### PASSAGE FOR REVIEW ###

What Is Moral To A Chimpanzee?
What is the Origin of Human Morality?
Individual Morality May Vary, But Social Morality, Which Also Varies, Is Absolutely Dependent Upon Circumstances:
Natural scientists will say that one has to start with human ethology, the behavior of man au naturel. However, that’s a bit delicate, as there is nothing natural about man, since the genus Homo wages war and uses weapons and tools, to the point man cannot do without.
Nevertheless, morality has stabilized in the last 25 centuries in most ways (especially now that women are treated with natural equality).
The mos maiorum (“way of the elders”; plural of mos, behavior, is “mores”). The unwritten code of the Republican Romans, comprising: Fides, Disciplina, Pietas, Gravitas, Religio, Cultus, Dignitas, Auctoritas, Virtus…
This is where the concept of “Moral” comes from.
These behaviors, as a set, enabled the Roman Republic to survive for 5 centuries (or more, if one considers the empire and the subsequent “Christian Republic” as an extension of the Republic, as the Roman did; de facto, we are still under basic Roman secular law, 25 centuries later).
This gives a philosophical hint. Philosophy is the art of guessing what could be, may be, could well be, ought to be, etc. For morality, it is beyond a guess:
“Mores”, “Morality” has to do with survival. Morality is the set of behaviors which insures survival.

### RECORDS ###

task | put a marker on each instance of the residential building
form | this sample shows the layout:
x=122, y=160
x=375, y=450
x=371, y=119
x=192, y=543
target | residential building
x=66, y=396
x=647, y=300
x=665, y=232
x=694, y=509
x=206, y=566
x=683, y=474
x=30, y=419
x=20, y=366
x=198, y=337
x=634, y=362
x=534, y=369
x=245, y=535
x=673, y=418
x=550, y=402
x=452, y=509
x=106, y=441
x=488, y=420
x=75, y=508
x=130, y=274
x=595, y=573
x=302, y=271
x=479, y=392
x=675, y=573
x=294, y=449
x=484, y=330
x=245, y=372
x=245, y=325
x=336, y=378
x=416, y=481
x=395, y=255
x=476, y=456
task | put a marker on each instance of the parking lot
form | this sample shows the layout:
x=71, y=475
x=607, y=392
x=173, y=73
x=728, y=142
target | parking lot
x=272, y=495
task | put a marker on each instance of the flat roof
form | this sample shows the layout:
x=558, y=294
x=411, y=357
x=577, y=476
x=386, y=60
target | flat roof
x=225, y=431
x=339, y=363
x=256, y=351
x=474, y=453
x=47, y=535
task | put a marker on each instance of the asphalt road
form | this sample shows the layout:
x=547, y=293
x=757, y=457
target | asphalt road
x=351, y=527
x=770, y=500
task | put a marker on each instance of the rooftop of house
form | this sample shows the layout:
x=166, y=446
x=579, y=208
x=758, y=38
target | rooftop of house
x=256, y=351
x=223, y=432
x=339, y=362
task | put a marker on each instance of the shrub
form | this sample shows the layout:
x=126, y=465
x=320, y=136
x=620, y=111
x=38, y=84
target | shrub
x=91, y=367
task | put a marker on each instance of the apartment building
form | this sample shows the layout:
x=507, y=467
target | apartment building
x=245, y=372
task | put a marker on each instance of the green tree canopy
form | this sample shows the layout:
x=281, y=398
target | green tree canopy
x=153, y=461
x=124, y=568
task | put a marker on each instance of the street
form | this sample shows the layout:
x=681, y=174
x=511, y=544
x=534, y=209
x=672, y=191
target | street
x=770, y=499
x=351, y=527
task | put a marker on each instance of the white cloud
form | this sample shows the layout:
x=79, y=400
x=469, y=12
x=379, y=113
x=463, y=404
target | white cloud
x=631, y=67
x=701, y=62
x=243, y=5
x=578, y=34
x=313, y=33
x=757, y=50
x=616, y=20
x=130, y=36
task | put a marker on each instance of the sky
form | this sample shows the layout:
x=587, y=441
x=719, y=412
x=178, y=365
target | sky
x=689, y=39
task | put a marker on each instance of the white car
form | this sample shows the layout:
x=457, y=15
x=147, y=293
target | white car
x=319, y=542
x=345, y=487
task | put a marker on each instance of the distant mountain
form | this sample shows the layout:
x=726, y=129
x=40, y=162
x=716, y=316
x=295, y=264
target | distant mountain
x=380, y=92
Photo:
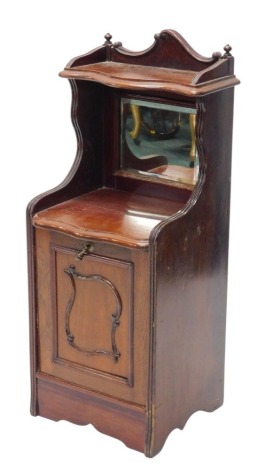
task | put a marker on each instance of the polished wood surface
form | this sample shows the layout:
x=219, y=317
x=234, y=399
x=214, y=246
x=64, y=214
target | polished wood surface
x=137, y=77
x=109, y=215
x=128, y=277
x=91, y=317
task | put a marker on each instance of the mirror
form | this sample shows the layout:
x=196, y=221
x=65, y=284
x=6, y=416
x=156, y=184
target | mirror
x=158, y=141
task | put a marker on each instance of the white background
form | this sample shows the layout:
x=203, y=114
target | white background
x=37, y=148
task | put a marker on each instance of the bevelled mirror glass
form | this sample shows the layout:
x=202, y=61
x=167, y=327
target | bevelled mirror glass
x=158, y=141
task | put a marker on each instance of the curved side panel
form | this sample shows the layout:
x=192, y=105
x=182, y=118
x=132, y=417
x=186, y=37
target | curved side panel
x=189, y=289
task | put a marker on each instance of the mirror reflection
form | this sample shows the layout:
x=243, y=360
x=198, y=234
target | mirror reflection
x=158, y=140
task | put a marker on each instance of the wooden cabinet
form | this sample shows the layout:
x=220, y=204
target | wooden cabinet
x=128, y=256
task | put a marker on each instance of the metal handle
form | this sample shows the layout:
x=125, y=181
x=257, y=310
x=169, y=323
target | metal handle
x=88, y=248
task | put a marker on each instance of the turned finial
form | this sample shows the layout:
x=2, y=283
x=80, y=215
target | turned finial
x=216, y=55
x=227, y=50
x=108, y=38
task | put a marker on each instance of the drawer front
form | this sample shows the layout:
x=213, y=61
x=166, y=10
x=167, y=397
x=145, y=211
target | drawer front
x=91, y=330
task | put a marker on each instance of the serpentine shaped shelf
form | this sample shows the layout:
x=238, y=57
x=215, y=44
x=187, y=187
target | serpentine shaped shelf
x=201, y=76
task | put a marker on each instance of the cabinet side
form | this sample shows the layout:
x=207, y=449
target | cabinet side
x=190, y=259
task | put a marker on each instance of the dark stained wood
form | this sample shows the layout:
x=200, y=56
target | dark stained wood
x=109, y=215
x=128, y=276
x=141, y=78
x=190, y=289
x=125, y=379
x=123, y=421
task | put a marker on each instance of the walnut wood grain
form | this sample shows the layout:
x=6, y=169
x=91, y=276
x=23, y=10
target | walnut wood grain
x=172, y=292
x=109, y=215
x=142, y=78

###

* **TASKS AND EXERCISES**:
**A.** From the list of Roman values in the essay on morality, write out every one whose name ends in "-tas."
**B.** Answer these questions using the essay on morality.
(i) How many centuries did the Roman Republic survive, according to the essay?
(ii) What English translation does the essay give for "mos maiorum"?
(iii) According to the essay's closing line, what does the set of behaviors called morality ensure?
**C.** Resume the essay on morality, starting right after its final sentence.

* **ANSWERS TO THE EXERCISE**:
**A.** Pietas, Gravitas, Dignitas, Auctoritas

**B.**
(i) 5 centuries (or more, if the empire and the later "Christian Republic" are counted as extensions of the Republic)
(ii) "way of the elders"
(iii) Survival

**C.**
There is a continuum between natural and (epi-)genetic ethology, and cultural ethology: the study of chimpanzees shows this. The very Christian Jane Goodall found, to her dismay, that the chimpanzees she studied made, over many years, a systematic war of extermination against another group of chimps.
The origin of morality is survival. The set of all moral behaviors (“mores”) is the set which enables survival. Survival of the individual, the group, a society, even a civilization.
Carthage was, in its times, 25 centuries ago, one of the most advanced societies. Its sailors captured gorillas, and circumnavigated Africa. Trading with Black Africa for fish was intense. Carthaginian agriculture in semidesertic conditions was so advanced, Roman preserved the book (while destroying all others). However, Carthage practiced childhood sacrifices extensively and routinely (archeologists seem to have demonstrated, confirming the stories already found in the Bible, Leviticus).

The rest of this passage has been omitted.